* [EXERCISE DATA]
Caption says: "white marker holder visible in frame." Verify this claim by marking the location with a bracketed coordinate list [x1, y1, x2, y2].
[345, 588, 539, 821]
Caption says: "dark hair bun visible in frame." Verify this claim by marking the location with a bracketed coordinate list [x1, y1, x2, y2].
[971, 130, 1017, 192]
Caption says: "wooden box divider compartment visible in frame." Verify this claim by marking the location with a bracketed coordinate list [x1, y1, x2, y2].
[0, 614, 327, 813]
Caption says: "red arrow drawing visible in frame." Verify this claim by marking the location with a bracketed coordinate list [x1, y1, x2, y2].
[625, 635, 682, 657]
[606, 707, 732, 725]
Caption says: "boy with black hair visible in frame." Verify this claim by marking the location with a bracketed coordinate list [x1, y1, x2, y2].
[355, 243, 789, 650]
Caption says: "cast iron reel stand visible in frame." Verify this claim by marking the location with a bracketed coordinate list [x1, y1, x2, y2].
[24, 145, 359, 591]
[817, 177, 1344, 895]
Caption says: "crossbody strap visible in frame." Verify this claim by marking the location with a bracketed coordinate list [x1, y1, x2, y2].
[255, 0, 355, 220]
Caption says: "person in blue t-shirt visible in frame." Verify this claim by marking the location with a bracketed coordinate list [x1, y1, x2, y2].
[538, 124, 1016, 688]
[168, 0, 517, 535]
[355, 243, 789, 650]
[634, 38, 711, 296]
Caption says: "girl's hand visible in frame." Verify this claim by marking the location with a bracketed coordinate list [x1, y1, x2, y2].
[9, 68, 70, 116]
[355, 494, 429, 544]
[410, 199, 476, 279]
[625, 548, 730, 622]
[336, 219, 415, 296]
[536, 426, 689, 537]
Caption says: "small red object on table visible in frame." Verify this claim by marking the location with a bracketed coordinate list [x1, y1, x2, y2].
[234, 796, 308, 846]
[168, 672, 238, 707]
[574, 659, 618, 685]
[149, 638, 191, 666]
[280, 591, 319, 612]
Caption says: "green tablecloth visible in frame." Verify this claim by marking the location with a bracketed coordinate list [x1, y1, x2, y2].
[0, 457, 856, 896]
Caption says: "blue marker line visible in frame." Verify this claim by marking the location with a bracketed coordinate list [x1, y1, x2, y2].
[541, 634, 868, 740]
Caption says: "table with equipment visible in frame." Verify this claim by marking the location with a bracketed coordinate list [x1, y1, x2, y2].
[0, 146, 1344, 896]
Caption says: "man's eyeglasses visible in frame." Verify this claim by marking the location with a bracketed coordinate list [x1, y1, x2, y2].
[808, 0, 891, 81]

* [YOUR INSTRUCTIONS]
Please add 55 to every coordinate in the answers while writing out the data again, beginning at its first line and stopping after the line that contains "[606, 707, 732, 725]". Keep every other line unchanged.

* [THE ANSWER]
Caption says: "white marker holder visible in frame." Verify this claim by marking the location with a bracketed coordinate list [x1, y1, x2, y2].
[400, 643, 594, 876]
Caption says: "dark hair bun visible in frame." Verify this claim by marking the location with a bracketed coordinate list [x1, y1, x2, y2].
[1026, 185, 1072, 247]
Caption says: "wooden box divider compartment visible in frame." Verify this claim by marking the location with a bracketed coordinate list [x1, y1, x2, y2].
[55, 669, 382, 868]
Caption says: "red arrow drawing visible in frame." Verify this claim by marking the location with a bracketed coordinate list [x1, y1, x2, y2].
[680, 690, 737, 712]
[661, 762, 787, 780]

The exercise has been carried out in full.